→ Task requirements: Only a single number is expected: how many lines of the data hold the word "Could".

Stored items:
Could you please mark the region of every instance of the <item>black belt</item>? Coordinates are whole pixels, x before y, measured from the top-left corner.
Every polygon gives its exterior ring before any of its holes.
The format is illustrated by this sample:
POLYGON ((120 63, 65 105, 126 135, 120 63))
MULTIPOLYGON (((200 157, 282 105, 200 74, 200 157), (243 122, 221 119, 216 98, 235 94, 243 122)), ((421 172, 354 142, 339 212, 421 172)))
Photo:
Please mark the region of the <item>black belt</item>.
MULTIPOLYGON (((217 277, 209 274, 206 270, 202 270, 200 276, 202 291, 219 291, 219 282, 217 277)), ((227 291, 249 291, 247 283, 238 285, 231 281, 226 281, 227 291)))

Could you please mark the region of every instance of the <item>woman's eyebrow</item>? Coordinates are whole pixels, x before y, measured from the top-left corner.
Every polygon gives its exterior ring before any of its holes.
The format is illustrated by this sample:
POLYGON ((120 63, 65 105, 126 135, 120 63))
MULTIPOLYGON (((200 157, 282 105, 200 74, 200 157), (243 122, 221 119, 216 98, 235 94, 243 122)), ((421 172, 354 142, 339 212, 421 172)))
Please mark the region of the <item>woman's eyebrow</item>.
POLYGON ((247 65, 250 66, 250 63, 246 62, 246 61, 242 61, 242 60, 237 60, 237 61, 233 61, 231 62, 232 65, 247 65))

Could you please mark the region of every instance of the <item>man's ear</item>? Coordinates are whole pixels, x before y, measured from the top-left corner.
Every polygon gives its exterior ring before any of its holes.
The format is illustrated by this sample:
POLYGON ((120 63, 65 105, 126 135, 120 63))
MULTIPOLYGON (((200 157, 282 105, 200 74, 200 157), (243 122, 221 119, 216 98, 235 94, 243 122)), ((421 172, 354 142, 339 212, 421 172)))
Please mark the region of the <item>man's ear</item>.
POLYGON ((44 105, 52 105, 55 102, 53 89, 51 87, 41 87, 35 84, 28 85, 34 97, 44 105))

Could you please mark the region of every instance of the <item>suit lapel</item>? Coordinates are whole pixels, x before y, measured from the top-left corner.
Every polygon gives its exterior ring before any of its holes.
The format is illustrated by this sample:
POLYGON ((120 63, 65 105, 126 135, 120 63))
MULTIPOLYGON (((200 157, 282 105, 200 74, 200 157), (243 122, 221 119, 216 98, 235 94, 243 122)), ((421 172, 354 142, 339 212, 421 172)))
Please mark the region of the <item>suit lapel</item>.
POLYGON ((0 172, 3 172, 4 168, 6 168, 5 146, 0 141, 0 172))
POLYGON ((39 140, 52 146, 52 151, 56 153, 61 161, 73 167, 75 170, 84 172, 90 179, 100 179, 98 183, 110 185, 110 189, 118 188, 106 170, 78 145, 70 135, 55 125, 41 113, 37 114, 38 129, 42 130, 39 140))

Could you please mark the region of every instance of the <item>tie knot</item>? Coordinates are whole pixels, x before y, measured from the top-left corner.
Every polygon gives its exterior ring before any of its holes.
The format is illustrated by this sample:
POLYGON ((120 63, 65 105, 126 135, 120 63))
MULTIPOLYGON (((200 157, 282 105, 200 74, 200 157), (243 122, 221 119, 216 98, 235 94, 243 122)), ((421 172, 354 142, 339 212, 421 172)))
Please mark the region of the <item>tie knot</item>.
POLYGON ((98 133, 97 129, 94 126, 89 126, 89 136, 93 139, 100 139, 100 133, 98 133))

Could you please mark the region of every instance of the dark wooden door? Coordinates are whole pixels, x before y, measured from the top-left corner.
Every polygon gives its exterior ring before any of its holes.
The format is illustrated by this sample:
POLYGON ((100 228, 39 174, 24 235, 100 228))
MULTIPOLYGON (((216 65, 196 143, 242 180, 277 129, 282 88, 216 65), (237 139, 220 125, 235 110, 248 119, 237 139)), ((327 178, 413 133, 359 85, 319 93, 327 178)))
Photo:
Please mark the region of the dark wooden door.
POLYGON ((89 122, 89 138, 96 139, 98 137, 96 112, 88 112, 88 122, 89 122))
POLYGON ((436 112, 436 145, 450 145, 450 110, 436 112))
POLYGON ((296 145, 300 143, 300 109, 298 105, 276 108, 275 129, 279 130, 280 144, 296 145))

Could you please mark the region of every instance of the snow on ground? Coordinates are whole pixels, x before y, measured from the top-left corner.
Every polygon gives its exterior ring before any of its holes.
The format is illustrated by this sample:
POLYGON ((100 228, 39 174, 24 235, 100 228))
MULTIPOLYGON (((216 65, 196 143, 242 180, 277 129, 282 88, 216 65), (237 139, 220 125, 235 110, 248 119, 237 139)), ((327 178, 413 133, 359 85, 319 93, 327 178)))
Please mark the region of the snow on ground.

→ Output: 7